Given request: Substitute "disjoint pieces" for "separate parts" in the lines from the one containing "outline yellow canoe, every instance" through the end of the records, and give those lines again with nothing else changed. Leave the pictures out of the answer.

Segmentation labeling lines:
* * *

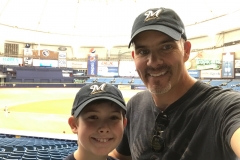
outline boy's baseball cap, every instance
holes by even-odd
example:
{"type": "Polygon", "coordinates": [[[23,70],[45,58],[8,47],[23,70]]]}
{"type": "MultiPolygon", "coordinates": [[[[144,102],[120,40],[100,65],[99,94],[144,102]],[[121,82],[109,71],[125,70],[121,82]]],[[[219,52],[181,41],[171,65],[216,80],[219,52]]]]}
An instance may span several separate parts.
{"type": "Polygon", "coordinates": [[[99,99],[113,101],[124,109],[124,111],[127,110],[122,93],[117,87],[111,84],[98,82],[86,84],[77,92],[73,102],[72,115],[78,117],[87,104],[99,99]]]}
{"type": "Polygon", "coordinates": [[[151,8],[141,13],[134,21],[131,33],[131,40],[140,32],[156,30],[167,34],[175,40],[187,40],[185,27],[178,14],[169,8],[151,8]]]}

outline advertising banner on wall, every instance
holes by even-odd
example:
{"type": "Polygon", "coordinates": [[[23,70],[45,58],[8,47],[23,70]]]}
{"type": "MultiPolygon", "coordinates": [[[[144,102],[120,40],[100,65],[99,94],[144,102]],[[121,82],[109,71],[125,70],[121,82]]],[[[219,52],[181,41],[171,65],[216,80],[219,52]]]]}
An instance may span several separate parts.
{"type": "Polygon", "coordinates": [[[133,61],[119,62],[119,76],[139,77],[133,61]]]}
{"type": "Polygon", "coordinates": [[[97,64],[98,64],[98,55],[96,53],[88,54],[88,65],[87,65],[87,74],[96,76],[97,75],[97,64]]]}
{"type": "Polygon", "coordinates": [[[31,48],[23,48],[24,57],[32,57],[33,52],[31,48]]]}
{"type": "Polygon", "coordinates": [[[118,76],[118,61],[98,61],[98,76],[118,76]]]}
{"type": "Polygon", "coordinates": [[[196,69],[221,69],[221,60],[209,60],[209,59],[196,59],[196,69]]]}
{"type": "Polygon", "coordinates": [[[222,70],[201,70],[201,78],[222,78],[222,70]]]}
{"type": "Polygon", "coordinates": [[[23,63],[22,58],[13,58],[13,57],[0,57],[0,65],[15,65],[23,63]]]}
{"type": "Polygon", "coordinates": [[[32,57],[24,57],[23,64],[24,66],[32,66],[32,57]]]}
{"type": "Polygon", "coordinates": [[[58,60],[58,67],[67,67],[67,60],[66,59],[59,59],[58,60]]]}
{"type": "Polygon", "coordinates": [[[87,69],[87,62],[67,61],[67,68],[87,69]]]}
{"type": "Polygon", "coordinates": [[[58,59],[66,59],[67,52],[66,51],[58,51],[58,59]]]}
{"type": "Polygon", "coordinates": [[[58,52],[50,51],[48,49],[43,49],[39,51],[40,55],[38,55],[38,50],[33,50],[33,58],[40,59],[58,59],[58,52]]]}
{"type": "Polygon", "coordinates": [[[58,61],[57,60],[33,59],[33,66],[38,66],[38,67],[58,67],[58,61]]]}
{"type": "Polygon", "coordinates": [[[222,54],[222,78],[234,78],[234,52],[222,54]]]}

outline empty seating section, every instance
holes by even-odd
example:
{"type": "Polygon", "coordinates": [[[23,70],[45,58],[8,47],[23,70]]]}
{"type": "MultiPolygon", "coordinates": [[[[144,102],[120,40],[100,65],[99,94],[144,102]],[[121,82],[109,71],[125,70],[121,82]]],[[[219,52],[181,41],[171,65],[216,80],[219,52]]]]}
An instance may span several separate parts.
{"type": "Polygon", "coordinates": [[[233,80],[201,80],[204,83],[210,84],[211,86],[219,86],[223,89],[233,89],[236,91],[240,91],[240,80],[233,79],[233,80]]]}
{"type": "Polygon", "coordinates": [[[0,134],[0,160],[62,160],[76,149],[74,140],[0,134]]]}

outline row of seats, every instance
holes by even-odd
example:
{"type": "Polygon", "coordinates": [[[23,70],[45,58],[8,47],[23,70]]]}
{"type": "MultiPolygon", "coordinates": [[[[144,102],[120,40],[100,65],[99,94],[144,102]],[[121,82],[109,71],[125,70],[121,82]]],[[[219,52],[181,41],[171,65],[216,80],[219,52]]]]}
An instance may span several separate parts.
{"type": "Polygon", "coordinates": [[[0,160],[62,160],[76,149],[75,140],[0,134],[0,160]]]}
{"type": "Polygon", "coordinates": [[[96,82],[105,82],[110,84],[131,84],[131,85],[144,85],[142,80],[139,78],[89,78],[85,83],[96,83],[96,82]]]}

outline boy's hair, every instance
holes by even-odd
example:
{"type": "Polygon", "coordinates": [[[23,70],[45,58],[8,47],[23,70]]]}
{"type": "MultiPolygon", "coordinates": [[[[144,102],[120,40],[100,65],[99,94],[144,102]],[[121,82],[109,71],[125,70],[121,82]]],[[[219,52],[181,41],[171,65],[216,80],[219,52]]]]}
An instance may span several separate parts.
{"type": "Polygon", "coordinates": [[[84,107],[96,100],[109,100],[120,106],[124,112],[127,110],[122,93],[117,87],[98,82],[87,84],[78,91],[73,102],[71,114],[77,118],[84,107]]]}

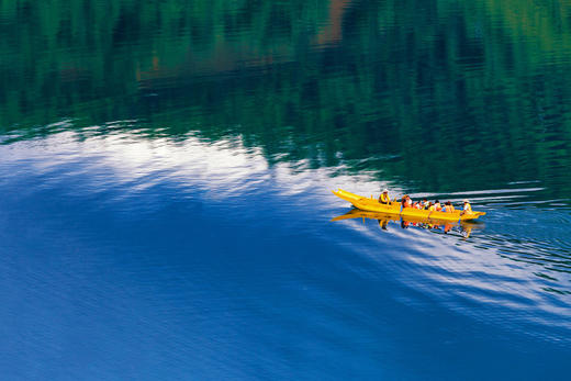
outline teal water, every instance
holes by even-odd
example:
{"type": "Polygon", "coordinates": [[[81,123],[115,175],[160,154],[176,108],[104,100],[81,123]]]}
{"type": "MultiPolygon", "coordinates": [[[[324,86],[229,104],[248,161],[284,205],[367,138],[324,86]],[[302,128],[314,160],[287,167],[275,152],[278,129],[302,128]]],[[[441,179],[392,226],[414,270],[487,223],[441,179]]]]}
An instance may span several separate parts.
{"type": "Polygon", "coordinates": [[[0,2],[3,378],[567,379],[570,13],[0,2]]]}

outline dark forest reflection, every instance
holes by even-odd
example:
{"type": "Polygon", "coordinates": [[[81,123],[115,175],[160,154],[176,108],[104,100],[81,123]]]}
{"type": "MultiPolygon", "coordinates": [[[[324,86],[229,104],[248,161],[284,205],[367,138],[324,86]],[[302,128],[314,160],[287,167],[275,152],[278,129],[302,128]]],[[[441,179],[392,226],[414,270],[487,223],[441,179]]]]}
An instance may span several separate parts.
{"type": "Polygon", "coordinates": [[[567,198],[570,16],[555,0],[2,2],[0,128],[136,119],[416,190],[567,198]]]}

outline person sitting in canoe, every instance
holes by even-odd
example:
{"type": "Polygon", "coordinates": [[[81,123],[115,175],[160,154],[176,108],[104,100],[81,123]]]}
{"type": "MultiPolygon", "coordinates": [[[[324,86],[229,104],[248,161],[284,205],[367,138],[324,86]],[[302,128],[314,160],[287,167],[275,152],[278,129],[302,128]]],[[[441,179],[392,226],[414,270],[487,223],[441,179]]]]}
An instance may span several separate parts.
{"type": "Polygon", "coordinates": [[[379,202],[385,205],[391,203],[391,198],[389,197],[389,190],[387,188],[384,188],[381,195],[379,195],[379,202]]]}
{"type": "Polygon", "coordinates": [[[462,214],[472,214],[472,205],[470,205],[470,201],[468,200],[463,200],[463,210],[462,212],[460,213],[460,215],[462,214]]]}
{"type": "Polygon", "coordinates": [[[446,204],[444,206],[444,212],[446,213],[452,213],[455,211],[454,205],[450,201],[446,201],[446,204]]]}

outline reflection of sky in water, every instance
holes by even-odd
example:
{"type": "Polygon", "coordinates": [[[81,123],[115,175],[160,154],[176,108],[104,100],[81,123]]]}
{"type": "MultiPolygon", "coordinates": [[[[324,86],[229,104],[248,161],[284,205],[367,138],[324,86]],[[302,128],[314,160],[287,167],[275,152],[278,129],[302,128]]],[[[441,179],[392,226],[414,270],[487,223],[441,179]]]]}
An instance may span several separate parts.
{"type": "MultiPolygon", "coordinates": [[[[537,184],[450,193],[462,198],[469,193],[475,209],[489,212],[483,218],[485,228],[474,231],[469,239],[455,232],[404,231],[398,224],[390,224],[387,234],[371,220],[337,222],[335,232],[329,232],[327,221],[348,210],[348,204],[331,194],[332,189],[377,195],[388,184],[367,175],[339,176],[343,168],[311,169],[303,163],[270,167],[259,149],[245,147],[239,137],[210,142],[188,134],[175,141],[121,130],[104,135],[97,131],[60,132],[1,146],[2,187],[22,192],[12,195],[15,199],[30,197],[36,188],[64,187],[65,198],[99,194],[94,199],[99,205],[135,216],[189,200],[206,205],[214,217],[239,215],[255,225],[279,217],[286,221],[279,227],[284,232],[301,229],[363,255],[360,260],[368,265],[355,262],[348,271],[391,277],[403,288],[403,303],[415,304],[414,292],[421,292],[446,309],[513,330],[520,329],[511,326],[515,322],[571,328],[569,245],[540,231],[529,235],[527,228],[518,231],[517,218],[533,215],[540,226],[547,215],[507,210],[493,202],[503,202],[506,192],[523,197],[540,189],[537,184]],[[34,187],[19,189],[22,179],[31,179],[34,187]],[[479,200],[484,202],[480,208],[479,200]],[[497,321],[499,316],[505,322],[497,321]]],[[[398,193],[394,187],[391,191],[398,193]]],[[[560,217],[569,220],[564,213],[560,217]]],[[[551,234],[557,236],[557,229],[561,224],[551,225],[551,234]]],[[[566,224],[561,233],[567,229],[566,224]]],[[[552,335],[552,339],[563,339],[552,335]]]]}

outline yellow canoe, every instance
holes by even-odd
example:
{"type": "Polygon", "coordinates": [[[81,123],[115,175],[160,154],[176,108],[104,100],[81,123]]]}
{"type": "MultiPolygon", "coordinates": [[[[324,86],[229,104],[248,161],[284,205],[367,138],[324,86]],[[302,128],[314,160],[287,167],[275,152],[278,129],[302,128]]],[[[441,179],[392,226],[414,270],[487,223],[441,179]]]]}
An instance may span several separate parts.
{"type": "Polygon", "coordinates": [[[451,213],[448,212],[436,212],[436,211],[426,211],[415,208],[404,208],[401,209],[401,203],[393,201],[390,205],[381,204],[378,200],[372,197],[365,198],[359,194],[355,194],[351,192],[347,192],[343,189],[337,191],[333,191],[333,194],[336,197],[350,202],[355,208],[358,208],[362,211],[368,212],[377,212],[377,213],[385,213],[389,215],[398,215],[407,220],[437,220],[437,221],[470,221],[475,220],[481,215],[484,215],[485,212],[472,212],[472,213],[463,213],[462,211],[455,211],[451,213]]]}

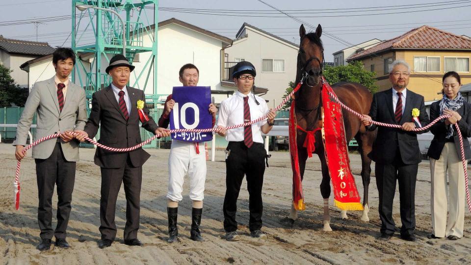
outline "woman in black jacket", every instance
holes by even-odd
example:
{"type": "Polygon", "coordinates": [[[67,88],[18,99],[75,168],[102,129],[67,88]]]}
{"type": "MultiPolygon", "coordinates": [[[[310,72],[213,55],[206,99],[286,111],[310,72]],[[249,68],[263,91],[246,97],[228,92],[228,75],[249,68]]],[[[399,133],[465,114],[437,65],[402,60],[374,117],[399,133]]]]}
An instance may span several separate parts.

* * *

The completed task:
outline yellow canoe, every instance
holes by even-odd
example:
{"type": "Polygon", "coordinates": [[[81,123],[115,175],[160,154],[176,108],[104,100],[81,123]]]}
{"type": "MultiPolygon", "coordinates": [[[[324,86],[229,104],[248,161],[284,205],[367,138],[324,86]],[[302,128],[314,160],[287,167],[275,152],[278,129],[302,128]]],[[[441,179],[392,226],[414,270],[487,223],[441,179]]]]}
An instance may span several disjoint pieces.
{"type": "Polygon", "coordinates": [[[451,213],[448,212],[436,212],[436,211],[426,211],[415,208],[404,208],[401,209],[401,203],[393,201],[390,205],[381,204],[378,200],[372,197],[365,198],[359,194],[355,194],[351,192],[347,192],[343,189],[337,191],[333,191],[333,194],[336,197],[350,202],[355,208],[358,208],[362,211],[368,212],[377,212],[377,213],[385,213],[389,215],[398,215],[407,220],[437,220],[437,221],[470,221],[475,220],[481,215],[484,215],[485,212],[472,212],[472,213],[463,213],[462,211],[455,211],[451,213]]]}

outline "woman in black jacket", every instance
holes by even-odd
example:
{"type": "Polygon", "coordinates": [[[67,88],[18,99],[75,168],[102,129],[67,88]]]}
{"type": "MultiPolygon", "coordinates": [[[[310,72],[213,55],[206,99],[286,111],[310,72]],[[249,68],[263,91],[246,97],[228,92],[228,75],[249,68]]],[[[399,133],[465,114],[437,65],[402,60],[374,117],[399,133]]]]}
An instance may span several disjoint pieces.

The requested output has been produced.